> _Problem to work on_
Every line below that holds the string "negative" should be copied.

[Stored items from a collection]
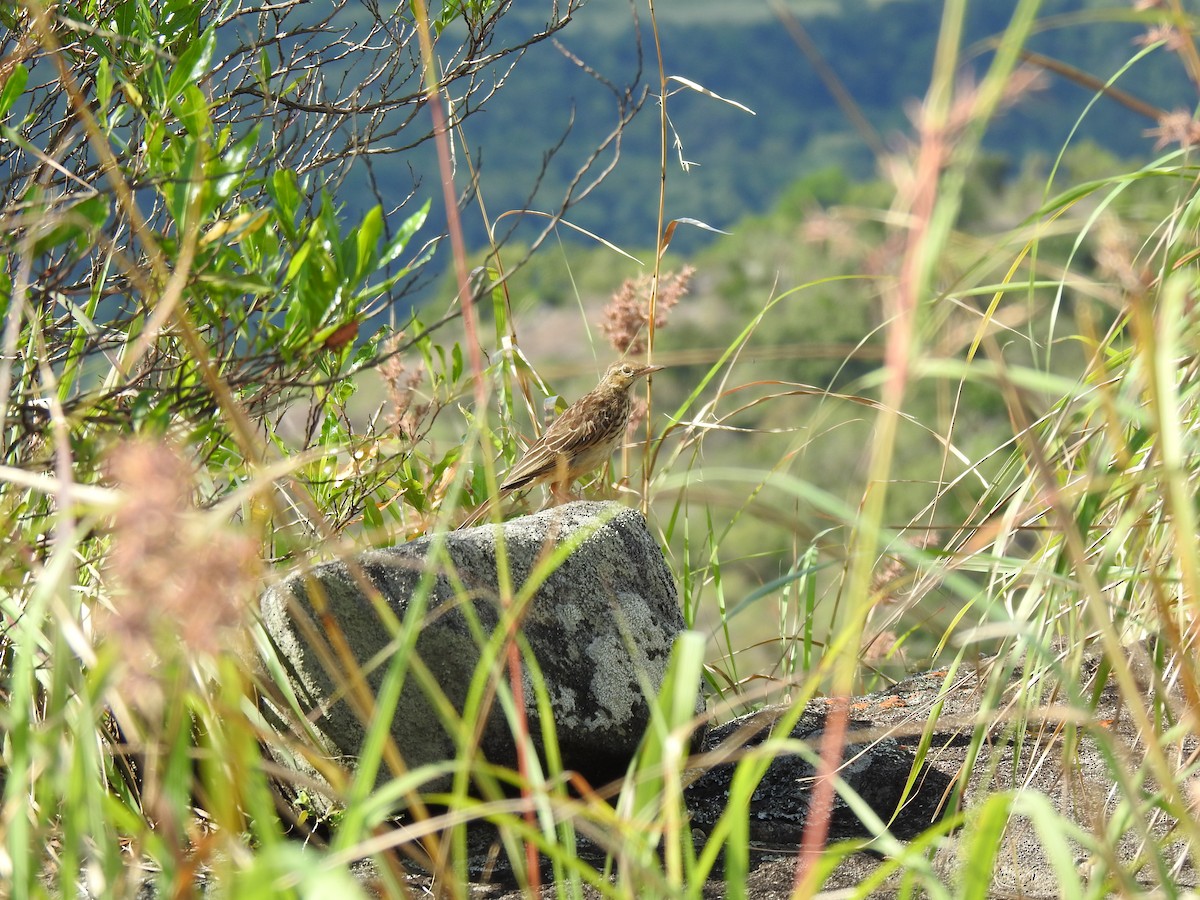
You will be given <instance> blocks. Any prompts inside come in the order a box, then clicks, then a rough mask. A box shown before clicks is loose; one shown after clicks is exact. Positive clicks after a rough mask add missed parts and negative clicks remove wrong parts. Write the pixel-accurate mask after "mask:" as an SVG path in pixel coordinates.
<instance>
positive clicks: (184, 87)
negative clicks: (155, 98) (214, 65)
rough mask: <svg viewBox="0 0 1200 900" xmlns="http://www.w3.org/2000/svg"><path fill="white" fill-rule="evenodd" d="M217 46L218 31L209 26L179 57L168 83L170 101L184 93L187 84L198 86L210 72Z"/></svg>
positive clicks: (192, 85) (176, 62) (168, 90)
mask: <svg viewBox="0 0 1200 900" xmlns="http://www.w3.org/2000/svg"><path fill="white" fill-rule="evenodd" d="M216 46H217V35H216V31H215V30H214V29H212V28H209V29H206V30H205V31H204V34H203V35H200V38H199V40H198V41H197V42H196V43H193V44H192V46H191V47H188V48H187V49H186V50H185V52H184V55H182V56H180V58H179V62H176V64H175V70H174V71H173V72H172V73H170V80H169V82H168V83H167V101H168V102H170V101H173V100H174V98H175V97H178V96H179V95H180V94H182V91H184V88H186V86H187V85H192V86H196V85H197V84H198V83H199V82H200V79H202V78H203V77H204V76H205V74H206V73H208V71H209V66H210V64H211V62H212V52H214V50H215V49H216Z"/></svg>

> _Answer to this exercise_
You will be given <instance> blocks. Any prompts inside come in the order a box, then clicks, then a rough mask. A box shown before clicks is loose; one shown after clicks is exact. Positive clicks after a rough mask add missed parts and negative clicks remove wrong parts. Write the pixel-accurate mask after "mask:" as an SVG path in pixel coordinates.
negative clicks: (155, 98) (214, 65)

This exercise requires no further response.